▶ [Your instructions] Carry on the passage below about the film forming apparatus and its heat reflecting plate, starting right after its final sentence.

▶ [Quoted text]
* BEGIN *

Above the mounting surface of the mounting table 32, a heat reflecting plate 80 (see FIG. 2) is provided, which is disposed opposite the mounting surface. In FIG. 1, the heat reflecting plate 80 is omitted. The heat reflecting plate 80 has, for example, a disk shape with an outer diameter larger than that of the substrate W. The heat reflecting plate 80 moves between a first position (solid line in FIG. 2) facing the mounting surface and a second position (two-dot chain line in FIG. 2) not facing the mounting surface. At the first position, the heat reflecting plate 80 reflects heat from the heaters 35a and 35b. As a result, when a substrate W with high transmittance is placed on the mounting surface and heated, the heat that has passed through the substrate W is reflected by the heat reflecting plate 80 and returns to the substrate W, thereby increasing the heating rate of the substrate W. Examples of substrates W with high transmittance include silicon wafers coated with oxide and silicon wafers on which no film has been formed. On the other hand, examples of substrates W with low transmittance include silicon wafers coated with a metal film. Hereinafter, a silicon wafer coated with an oxide is referred to as "Si oxide," a silicon wafer on which no film is formed is referred to as "bare Si," and a silicon wafer coated with a metal film is referred to as "Si metal." The heat reflection coefficient of the heat reflector 80 may be the same or approximately the same over the entire region, for example. The heat reflection coefficient of the heat reflector 80 may be higher at the periphery than at the center. When the heat reflection coefficient of the periphery is higher than that of the center, the temperature of the periphery of the substrate W can be increased without using a multi-zone heater or a lamp heating method.

The film forming apparatus 1 further includes a control unit 90. The control unit 90 controls each part of the film forming apparatus 1. The control unit 90 may be, for example, a computer. Furthermore, a computer program that controls the operation of each part of the film forming apparatus 1 is stored in a storage medium. The storage medium may be, for example, a flexible disk, a compact disk, a hard disk, a flash memory, a DVD, etc.

* END *

[Source data]
* BEGIN *

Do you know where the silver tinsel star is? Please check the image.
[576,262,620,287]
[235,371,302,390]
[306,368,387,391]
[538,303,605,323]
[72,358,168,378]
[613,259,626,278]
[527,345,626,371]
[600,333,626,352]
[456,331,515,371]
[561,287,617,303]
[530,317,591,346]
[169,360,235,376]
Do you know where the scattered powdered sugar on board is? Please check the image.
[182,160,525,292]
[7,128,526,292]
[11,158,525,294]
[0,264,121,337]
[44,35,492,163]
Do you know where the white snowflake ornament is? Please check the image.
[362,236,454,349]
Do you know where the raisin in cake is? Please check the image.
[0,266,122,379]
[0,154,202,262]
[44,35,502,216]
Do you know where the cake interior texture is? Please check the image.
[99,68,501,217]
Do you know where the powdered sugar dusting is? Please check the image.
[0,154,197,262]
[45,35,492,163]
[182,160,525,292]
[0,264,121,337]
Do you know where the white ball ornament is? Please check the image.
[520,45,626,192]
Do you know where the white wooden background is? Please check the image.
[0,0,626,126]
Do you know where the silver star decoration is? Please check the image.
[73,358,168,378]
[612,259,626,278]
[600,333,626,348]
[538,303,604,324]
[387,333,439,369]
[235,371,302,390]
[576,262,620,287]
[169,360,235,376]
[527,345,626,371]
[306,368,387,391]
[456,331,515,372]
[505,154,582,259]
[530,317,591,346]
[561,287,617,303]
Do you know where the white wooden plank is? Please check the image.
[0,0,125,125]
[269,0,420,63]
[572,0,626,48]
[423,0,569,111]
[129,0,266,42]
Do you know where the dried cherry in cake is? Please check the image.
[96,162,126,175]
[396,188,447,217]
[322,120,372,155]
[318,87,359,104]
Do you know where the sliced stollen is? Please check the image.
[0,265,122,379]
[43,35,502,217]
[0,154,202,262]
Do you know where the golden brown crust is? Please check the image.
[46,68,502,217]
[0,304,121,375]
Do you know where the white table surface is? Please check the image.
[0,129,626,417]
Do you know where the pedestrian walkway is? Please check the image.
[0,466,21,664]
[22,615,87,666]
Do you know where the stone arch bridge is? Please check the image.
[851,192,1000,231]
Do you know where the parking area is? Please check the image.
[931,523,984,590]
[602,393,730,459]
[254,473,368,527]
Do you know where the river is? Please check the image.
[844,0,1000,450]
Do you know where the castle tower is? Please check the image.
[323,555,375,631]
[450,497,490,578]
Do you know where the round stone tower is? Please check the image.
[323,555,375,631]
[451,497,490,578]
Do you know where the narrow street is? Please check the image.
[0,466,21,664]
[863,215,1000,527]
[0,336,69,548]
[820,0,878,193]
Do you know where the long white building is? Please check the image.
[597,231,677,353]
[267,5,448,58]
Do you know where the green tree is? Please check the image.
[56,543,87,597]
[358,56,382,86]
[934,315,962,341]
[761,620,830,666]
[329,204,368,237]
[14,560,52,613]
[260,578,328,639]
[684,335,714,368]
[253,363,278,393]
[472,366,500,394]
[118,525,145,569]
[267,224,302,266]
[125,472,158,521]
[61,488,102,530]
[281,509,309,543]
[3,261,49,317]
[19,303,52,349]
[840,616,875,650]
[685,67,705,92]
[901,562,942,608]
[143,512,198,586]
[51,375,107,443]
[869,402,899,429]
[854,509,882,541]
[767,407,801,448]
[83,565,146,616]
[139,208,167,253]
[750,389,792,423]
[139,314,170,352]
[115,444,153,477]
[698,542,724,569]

* END *

▶ [Final result]
However, in the case of the mounting table 32 in which the heaters 35a and 35b are embedded, it takes time for the temperature of the mounting table 32 to reach the target temperature, so the substrate W is often placed on the mounting table 32 in a state where the temperature has been raised to the target temperature in advance. In this case, if the temperature of the substrate W is low, the substrate may crack due to the temperature difference between the mounting table 32 and the substrate W. Therefore, it is preferable to preheat the substrate W while lifting the substrate W from the mounting surface by the lift pins 69. When preheating, it is preferable to measure the actual temperature of the substrate W and place the substrate W on the mounting surface after the measured temperature reaches a predetermined temperature, for example, a temperature at which the substrate does not crack. However, when measuring the temperature of the substrate W while lifting the substrate W from the mounting surface by the lift pins 69, a thermocouple or a radiation thermometer is placed in the processing vessel 31, which complicates the device configuration. In particular, in the case of the mounting table 32 that employs a multi-zone heater divided into multiple regions (zones), multiple thermocouples and radiation thermometers are placed, which makes the device configuration even more complicated.

There is also a method in which, without measuring the actual temperature of the substrate W, the substrate W is lifted from the support surface for a predetermined time, and then the substrate W is placed on the support surface. In this case, depending on the type of film formed on the substrate W, the preheating may be insufficient or excessive, making it difficult to set the preheating time.

Below, we will explain a method for estimating the temperature of the substrate W before it is placed on the placement surface without using a temperature sensor such as a thermocouple or a radiation thermometer.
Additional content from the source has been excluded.